--- SET TASK ---
Set down exactly the lines that run from the line with "Objective — for every instance of the forest canopy, place" to the end of the data, and nothing else.

[START SOURCE DATA]

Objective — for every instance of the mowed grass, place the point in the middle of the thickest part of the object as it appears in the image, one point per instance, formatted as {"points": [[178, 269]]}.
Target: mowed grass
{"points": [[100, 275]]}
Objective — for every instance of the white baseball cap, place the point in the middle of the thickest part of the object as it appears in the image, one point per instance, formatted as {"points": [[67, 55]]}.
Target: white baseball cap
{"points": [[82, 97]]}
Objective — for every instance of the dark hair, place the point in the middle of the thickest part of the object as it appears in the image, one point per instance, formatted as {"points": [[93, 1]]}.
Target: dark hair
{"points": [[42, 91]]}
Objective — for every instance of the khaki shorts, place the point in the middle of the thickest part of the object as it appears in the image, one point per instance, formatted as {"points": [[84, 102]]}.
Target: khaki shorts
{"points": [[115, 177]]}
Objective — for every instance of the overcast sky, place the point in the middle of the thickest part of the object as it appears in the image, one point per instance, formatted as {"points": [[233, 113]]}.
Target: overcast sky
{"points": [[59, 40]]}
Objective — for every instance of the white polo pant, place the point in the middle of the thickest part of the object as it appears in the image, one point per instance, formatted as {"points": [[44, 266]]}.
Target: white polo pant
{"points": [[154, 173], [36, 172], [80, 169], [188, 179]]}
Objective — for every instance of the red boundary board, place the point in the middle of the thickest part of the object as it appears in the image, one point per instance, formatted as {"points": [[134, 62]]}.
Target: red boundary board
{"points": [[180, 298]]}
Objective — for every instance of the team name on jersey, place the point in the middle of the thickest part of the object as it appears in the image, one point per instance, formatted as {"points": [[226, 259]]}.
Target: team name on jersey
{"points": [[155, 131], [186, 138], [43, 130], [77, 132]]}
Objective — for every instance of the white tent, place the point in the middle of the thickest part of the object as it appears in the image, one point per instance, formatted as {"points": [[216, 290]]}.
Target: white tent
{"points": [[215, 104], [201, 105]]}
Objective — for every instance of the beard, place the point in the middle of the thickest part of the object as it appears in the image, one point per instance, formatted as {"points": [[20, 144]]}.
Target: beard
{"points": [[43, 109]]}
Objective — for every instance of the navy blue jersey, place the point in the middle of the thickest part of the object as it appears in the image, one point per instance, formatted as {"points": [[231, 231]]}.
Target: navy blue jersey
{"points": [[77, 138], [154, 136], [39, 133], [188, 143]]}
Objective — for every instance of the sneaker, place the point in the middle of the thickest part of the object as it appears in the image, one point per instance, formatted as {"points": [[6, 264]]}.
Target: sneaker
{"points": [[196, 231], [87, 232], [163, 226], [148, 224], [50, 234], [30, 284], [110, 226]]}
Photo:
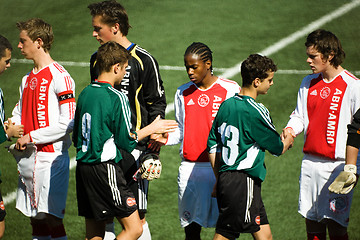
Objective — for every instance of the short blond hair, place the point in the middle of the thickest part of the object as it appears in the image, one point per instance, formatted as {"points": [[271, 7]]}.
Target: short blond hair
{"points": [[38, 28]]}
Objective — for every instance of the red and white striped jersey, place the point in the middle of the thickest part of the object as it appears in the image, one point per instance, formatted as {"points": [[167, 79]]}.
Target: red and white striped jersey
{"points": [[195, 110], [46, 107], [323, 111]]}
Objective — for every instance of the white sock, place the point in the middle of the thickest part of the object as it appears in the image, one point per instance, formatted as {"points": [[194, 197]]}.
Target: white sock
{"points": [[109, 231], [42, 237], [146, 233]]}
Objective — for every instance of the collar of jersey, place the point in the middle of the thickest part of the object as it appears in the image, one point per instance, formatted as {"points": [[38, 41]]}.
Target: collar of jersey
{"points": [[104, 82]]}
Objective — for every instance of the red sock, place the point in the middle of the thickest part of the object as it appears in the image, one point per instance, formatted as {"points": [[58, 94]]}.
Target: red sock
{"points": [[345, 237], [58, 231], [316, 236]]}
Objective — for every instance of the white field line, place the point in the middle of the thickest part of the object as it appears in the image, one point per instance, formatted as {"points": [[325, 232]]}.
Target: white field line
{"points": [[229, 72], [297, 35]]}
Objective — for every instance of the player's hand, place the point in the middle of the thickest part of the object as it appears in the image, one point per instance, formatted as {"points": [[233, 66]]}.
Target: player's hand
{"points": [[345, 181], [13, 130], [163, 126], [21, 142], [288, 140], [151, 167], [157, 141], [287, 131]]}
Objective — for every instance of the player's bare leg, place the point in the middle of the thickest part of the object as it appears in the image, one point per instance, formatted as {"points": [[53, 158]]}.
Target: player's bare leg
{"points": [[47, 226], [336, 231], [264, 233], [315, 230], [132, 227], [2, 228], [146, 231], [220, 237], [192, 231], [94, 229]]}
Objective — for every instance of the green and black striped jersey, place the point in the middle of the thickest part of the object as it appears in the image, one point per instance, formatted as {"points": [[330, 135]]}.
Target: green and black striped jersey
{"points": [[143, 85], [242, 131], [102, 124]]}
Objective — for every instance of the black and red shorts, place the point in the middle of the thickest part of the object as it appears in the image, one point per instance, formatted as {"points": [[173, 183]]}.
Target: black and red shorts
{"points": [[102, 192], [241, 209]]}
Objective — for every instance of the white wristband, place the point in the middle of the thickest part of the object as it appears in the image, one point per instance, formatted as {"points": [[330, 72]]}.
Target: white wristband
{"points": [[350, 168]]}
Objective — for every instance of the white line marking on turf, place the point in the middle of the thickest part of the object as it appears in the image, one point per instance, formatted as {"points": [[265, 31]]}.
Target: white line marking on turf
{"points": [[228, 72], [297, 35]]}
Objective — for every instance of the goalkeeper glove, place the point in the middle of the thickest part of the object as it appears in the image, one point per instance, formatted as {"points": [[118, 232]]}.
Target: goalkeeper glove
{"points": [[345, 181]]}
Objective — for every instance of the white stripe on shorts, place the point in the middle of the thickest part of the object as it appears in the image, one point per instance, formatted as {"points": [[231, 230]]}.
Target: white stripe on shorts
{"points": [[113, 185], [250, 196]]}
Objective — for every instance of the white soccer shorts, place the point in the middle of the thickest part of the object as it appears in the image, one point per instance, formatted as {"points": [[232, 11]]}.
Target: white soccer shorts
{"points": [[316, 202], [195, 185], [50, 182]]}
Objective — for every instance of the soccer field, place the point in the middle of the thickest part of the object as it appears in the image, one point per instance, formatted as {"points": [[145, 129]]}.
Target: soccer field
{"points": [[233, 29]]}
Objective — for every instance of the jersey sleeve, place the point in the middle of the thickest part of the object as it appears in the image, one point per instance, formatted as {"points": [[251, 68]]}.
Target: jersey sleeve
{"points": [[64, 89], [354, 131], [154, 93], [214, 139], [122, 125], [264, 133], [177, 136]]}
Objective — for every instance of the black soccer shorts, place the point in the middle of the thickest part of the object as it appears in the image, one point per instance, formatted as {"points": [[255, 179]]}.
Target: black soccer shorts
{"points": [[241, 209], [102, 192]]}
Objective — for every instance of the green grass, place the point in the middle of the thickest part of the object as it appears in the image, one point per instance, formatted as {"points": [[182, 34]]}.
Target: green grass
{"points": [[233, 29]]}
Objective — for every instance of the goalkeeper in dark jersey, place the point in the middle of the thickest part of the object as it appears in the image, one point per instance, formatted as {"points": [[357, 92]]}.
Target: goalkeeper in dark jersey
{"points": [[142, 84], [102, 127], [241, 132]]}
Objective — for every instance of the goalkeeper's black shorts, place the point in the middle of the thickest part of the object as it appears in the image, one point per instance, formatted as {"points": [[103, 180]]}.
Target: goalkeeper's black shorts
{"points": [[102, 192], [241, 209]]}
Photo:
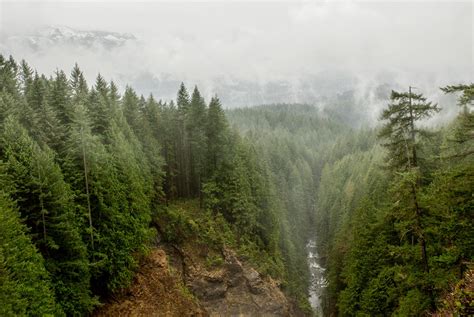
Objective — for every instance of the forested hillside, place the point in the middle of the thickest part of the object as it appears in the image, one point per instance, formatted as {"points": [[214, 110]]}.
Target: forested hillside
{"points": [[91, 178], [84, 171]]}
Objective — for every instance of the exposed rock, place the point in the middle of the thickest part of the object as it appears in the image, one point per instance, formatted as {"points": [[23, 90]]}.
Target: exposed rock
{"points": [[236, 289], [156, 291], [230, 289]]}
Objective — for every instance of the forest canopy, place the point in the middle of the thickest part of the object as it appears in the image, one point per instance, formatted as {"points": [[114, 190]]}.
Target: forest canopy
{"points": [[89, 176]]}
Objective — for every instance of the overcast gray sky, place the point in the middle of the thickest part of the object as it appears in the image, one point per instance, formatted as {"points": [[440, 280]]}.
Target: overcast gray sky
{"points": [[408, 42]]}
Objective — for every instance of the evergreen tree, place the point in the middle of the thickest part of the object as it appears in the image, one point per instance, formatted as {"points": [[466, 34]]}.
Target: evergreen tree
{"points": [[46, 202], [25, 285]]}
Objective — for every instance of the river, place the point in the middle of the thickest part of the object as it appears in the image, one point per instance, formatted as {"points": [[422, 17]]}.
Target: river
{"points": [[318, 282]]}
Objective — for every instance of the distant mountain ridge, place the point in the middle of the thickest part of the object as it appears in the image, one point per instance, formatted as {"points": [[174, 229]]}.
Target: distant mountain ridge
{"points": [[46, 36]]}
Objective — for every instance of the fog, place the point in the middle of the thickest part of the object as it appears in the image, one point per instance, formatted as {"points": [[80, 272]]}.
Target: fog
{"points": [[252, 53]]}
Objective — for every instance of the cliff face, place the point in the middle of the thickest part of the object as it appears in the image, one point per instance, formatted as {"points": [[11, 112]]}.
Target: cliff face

[END SOURCE DATA]

--- EXERCISE RESULT ---
Objective — for every instance of the forest canopy, place the point in the middle of the thickest part of the object as it appears in the image, one point per instance, formatted as {"points": [[114, 190]]}.
Target: forest canopy
{"points": [[89, 176]]}
Objective — for every instance of the overcast gray sky, place the point in the middle of the thickest part of the object as it appears in the image, one point per instance, formatted as {"points": [[440, 280]]}.
Target: overcast gray sky
{"points": [[408, 42]]}
Objective — for every instance of the evergreen tree, place the point in the middle of the thickest part of the object as it appears in the image, one point per instance, formatted as {"points": [[466, 34]]}.
Target: evergreen tree
{"points": [[46, 202], [25, 285]]}
Objective — for every instance of the river, place the point in the middle of the thickest part of the object as it appears in the image, one point per instance, formatted as {"points": [[422, 17]]}.
Target: river
{"points": [[318, 282]]}
Objective — for every instance of the distant mountain ridge, place the point in the middle of the thickest part of the object as it appears in the image, one point per instance, formatted as {"points": [[174, 229]]}.
Target: distant mountain ridge
{"points": [[46, 36]]}
Objective — for every instance of the fog, place the point in the middle of the thickest part of the object as it appears in the image, one point per instance, formatted as {"points": [[80, 272]]}.
Target: fog
{"points": [[252, 53]]}
Objective — for every instance of the cliff face, place the point in the middle of the thickest part of the object as it appears in the image, one point per instance, formatted as {"points": [[11, 112]]}.
Target: cliff face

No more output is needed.